• Using the information:
a) Transcribe the passage on athletes' comebacks, starting at "Athletes are forever" and ending at "surgery, for example).".
b) According to the passage on athletes' comebacks, which three current pro football players are attempting comebacks?

Athletes are forever coming back from one thing or another, whether injury, a poor season, personal loss or even -- as Michael Jordan, Mario Lemieux, Brett Favre and Sugar Ray Leonard -- from retirement.
Their success rate is mixed, not surprisingly. And if someone pulls it off, they sometimes put a name to it (Tommy John surgery, for example).
Pro football has a trio of current prominent players attempting comebacks of one sort or another. They involve quarterbacks Ben Roethlisberger and Michael Vick and wide receiver Santonio Holmes, and their circumstances are different from each other.

• Stored data:
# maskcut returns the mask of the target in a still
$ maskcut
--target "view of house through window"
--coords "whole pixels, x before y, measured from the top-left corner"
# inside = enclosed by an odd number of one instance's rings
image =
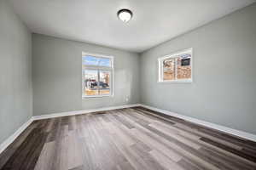
[[[83,97],[112,94],[112,57],[83,54],[82,70]]]
[[[159,82],[192,81],[192,49],[159,59]]]

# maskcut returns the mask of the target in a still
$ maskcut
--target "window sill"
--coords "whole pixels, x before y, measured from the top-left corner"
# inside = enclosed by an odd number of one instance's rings
[[[113,95],[95,95],[95,96],[82,96],[82,99],[102,99],[102,98],[112,98]]]
[[[192,79],[189,80],[170,80],[170,81],[158,81],[158,83],[192,83]]]

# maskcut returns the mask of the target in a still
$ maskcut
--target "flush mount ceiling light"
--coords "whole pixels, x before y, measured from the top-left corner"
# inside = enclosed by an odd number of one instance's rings
[[[123,22],[128,22],[132,17],[132,12],[127,8],[119,10],[117,15]]]

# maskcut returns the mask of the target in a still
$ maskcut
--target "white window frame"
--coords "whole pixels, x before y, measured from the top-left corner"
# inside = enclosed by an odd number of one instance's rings
[[[110,73],[110,93],[109,94],[98,94],[98,95],[84,95],[84,78],[83,78],[83,62],[82,62],[82,99],[93,99],[93,98],[103,98],[103,97],[113,97],[114,95],[114,69],[113,69],[113,62],[114,62],[114,57],[112,55],[107,55],[107,54],[95,54],[95,53],[87,53],[87,52],[82,52],[82,57],[81,60],[83,60],[83,56],[84,55],[90,55],[97,58],[108,58],[111,60],[111,67],[106,67],[106,66],[97,66],[97,65],[86,65],[86,70],[97,70],[98,71],[98,78],[99,78],[99,71],[109,71]]]
[[[163,79],[163,61],[166,59],[176,58],[180,54],[191,54],[190,58],[190,65],[191,65],[191,78],[189,79],[178,79],[178,80],[164,80]],[[158,59],[158,82],[184,82],[184,83],[190,83],[193,82],[193,48],[188,48],[184,50],[180,50],[175,53],[172,53],[168,55],[165,55]],[[175,71],[177,71],[177,67],[175,67]],[[177,76],[177,74],[175,74]]]

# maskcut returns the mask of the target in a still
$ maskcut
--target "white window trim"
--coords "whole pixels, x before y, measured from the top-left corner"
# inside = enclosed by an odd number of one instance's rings
[[[95,54],[95,53],[87,53],[87,52],[82,52],[82,56],[84,55],[91,55],[95,57],[99,58],[108,58],[111,59],[111,66],[112,67],[104,67],[104,66],[96,66],[96,65],[87,65],[89,70],[99,70],[99,71],[111,71],[111,76],[110,76],[110,94],[104,94],[104,95],[83,95],[84,93],[82,91],[82,99],[101,99],[101,98],[106,98],[106,97],[113,97],[114,96],[114,67],[113,67],[113,62],[114,62],[114,57],[112,55],[107,55],[102,54]],[[81,85],[82,85],[82,90],[83,90],[83,62],[81,62],[82,66],[82,76],[81,76]]]
[[[163,80],[163,71],[162,71],[162,68],[163,68],[163,60],[166,59],[170,59],[170,58],[175,58],[177,55],[183,54],[184,53],[190,53],[191,54],[191,59],[190,59],[190,65],[191,65],[191,78],[190,79],[179,79],[179,80]],[[177,70],[175,69],[175,71]],[[163,57],[160,57],[158,59],[158,81],[157,82],[159,83],[191,83],[193,82],[193,48],[188,48],[188,49],[184,49],[184,50],[180,50],[175,53],[172,53],[171,54],[168,55],[165,55]]]

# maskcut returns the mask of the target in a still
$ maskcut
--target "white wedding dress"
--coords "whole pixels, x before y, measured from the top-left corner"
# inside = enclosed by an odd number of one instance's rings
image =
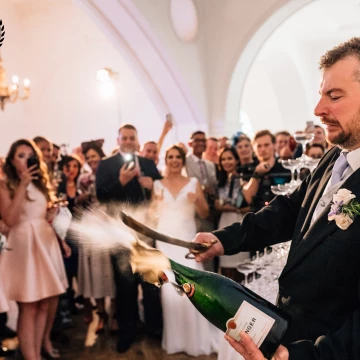
[[[192,241],[196,235],[195,205],[188,201],[188,193],[196,193],[198,180],[189,182],[173,196],[160,180],[154,182],[154,192],[162,195],[157,229],[173,237]],[[203,270],[202,264],[185,259],[188,250],[175,245],[156,242],[156,247],[170,259]],[[209,323],[185,296],[176,293],[171,284],[161,288],[164,330],[162,347],[168,354],[185,352],[191,356],[217,352],[219,330]]]

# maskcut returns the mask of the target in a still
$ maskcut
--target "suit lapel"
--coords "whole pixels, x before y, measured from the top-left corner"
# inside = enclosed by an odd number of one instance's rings
[[[340,187],[340,189],[348,189],[356,196],[355,199],[360,199],[360,168],[357,169]],[[312,250],[314,250],[325,238],[338,230],[335,221],[328,220],[328,213],[331,204],[329,204],[320,216],[316,219],[313,225],[300,239],[299,245],[289,256],[288,262],[281,274],[287,274],[291,269],[298,265],[302,259]],[[351,225],[350,225],[351,226]],[[343,230],[346,231],[346,230]]]
[[[340,149],[339,151],[335,152],[332,159],[329,162],[329,165],[327,166],[323,176],[320,179],[319,185],[316,189],[315,195],[313,197],[313,200],[310,204],[309,207],[309,211],[307,212],[307,216],[305,218],[304,221],[304,225],[301,228],[301,232],[300,232],[300,238],[303,237],[303,235],[306,233],[306,231],[309,229],[310,223],[311,223],[311,219],[313,217],[315,208],[319,202],[319,200],[321,199],[321,196],[325,190],[325,187],[327,185],[327,183],[329,182],[330,178],[331,178],[331,173],[332,173],[332,169],[334,167],[335,161],[336,159],[339,157],[340,154]]]
[[[189,156],[187,161],[189,161],[189,160],[190,160],[189,166],[190,166],[192,172],[195,174],[194,176],[197,179],[201,179],[200,168],[199,168],[198,164],[195,162],[195,160],[192,156]]]

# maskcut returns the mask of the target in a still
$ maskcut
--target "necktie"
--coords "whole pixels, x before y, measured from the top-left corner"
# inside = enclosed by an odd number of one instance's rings
[[[347,161],[347,152],[342,152],[340,154],[340,156],[338,157],[338,159],[336,160],[334,167],[333,167],[333,171],[332,171],[332,175],[331,175],[331,182],[330,185],[333,186],[335,184],[337,184],[338,182],[341,181],[341,178],[344,174],[344,171],[346,170],[346,168],[349,166],[349,163]]]
[[[198,164],[200,168],[201,183],[202,185],[205,185],[207,183],[205,162],[203,160],[199,160]]]

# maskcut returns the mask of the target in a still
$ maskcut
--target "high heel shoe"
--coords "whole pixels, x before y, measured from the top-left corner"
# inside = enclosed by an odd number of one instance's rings
[[[100,334],[105,331],[105,326],[107,325],[107,322],[109,320],[109,315],[107,314],[106,311],[102,311],[102,312],[98,311],[97,314],[99,315],[99,323],[95,333]]]
[[[45,348],[41,349],[41,356],[45,359],[59,359],[61,356],[59,354],[59,350],[52,349],[51,351],[47,351]]]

• Answers provided:
a)
Athletes are forever coming back from one thing or another, whether injury, a poor season, personal loss or even -- as Michael Jordan, Mario Lemieux, Brett Favre and Sugar Ray Leonard -- from retirement.
Their success rate is mixed, not surprisingly. And if someone pulls it off, they sometimes put a name to it (Tommy John surgery, for example).

b) Quarterbacks Ben Roethlisberger and Michael Vick, and wide receiver Santonio Holmes.